Look through the data below and count each line where the word "stone" appears. Reply with the count alone.

Record extracts START

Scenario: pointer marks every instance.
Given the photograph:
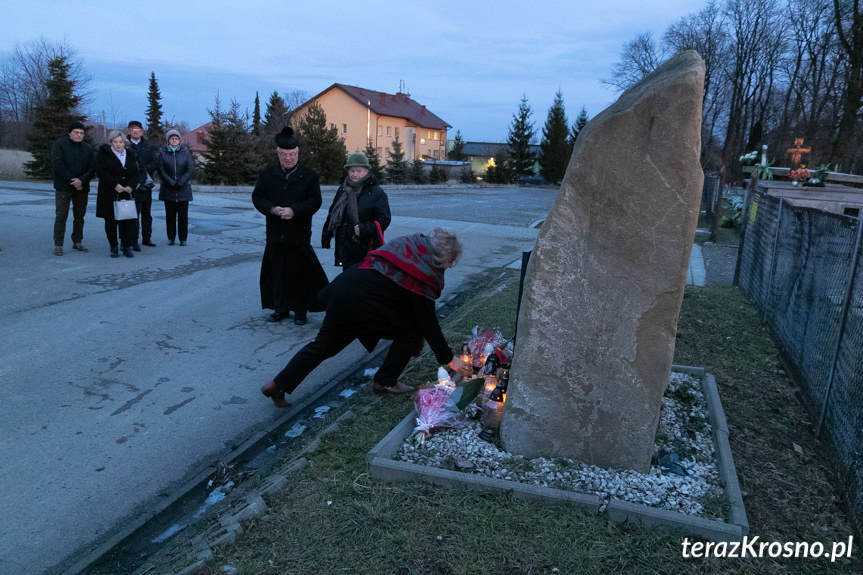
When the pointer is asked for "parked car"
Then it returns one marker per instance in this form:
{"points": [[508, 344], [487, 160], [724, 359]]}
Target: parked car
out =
{"points": [[531, 179]]}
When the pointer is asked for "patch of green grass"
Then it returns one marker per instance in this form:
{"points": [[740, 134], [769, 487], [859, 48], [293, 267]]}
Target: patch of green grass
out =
{"points": [[335, 519]]}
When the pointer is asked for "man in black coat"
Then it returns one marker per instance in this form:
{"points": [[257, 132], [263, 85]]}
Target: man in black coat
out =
{"points": [[289, 194], [74, 166], [144, 191]]}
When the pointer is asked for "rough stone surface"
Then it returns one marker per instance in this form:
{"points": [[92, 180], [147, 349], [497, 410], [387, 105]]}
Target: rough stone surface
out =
{"points": [[605, 282]]}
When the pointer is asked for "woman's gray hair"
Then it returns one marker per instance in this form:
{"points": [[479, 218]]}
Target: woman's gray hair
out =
{"points": [[113, 134], [446, 246]]}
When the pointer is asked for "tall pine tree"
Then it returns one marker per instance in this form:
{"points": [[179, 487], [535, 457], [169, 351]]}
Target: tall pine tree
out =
{"points": [[554, 148], [256, 117], [230, 157], [397, 167], [275, 116], [521, 158], [155, 128], [53, 116], [457, 152], [321, 147]]}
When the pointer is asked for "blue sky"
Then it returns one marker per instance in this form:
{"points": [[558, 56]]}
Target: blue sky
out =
{"points": [[469, 62]]}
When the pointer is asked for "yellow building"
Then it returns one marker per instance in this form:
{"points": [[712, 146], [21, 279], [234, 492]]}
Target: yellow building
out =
{"points": [[361, 115]]}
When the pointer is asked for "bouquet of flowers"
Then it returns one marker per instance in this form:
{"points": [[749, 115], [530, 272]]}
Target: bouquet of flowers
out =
{"points": [[800, 174], [483, 344], [433, 411], [748, 159]]}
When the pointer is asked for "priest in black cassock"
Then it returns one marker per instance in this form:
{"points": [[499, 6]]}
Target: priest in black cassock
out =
{"points": [[289, 194]]}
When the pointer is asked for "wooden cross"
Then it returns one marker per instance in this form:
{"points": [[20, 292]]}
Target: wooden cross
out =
{"points": [[797, 151]]}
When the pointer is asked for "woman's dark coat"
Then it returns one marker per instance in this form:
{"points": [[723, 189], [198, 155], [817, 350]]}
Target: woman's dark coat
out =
{"points": [[111, 172], [176, 168], [373, 209], [300, 191]]}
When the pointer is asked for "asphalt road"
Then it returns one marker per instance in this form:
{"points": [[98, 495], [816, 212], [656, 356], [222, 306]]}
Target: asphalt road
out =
{"points": [[122, 378]]}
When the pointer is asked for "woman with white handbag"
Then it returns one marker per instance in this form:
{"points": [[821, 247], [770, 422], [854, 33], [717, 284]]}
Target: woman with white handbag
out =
{"points": [[119, 174]]}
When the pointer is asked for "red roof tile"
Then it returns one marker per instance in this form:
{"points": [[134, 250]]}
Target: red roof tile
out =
{"points": [[395, 105]]}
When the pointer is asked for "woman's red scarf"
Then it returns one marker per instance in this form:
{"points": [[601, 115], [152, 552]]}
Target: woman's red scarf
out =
{"points": [[408, 261]]}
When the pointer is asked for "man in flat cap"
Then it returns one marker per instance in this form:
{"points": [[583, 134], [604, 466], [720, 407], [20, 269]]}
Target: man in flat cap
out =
{"points": [[74, 166], [144, 193]]}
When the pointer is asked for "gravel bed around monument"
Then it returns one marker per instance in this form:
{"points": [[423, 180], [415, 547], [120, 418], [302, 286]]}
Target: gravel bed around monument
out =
{"points": [[682, 477]]}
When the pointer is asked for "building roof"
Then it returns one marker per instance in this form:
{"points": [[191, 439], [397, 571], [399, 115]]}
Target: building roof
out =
{"points": [[395, 105], [196, 139], [489, 149]]}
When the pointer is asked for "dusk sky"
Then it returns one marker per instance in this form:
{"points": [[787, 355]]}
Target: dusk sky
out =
{"points": [[469, 62]]}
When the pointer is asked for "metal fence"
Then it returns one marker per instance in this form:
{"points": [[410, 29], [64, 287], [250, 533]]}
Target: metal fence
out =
{"points": [[803, 269]]}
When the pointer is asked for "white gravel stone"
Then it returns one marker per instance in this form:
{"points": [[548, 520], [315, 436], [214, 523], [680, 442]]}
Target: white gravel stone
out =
{"points": [[683, 429]]}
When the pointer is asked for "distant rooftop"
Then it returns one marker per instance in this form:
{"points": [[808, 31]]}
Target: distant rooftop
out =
{"points": [[397, 105]]}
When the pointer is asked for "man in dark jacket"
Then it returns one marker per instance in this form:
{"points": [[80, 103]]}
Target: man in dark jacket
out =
{"points": [[144, 191], [289, 194], [74, 166]]}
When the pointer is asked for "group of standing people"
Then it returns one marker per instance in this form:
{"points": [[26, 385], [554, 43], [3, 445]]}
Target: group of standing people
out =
{"points": [[386, 291], [126, 169]]}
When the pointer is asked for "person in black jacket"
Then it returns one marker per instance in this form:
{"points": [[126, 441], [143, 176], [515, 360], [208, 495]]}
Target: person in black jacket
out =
{"points": [[289, 194], [175, 171], [359, 215], [144, 190], [390, 295], [74, 167], [119, 174]]}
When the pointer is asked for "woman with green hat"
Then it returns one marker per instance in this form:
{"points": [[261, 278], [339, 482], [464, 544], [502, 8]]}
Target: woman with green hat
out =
{"points": [[359, 215]]}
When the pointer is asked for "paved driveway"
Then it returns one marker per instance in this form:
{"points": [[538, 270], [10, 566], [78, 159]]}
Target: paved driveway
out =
{"points": [[122, 378]]}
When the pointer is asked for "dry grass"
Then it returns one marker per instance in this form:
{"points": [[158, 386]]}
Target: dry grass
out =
{"points": [[335, 519]]}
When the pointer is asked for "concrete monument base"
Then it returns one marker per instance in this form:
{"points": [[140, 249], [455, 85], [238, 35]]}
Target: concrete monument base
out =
{"points": [[383, 465]]}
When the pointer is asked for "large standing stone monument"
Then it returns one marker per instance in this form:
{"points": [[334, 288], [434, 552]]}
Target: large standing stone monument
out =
{"points": [[605, 281]]}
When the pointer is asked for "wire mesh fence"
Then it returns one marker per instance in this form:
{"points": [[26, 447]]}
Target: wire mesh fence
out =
{"points": [[803, 270]]}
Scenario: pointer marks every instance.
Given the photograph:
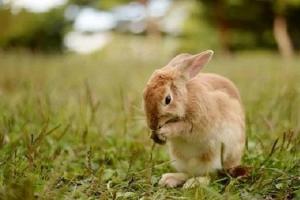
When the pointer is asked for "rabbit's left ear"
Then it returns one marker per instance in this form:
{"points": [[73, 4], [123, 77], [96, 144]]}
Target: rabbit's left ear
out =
{"points": [[192, 65]]}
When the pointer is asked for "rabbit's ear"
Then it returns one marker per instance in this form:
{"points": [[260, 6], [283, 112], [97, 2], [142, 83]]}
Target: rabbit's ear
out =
{"points": [[178, 60], [192, 65]]}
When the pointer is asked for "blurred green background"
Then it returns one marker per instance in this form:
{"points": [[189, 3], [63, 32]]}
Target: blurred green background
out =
{"points": [[72, 73], [225, 25]]}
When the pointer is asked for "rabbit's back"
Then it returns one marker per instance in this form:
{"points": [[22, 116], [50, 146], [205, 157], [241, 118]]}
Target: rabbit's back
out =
{"points": [[215, 82]]}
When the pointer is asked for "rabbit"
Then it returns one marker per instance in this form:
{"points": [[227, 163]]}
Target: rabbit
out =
{"points": [[196, 115]]}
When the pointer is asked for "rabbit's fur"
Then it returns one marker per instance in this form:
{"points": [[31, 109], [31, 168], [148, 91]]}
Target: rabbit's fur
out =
{"points": [[204, 114]]}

Record extracts END

## Answer to the problem:
6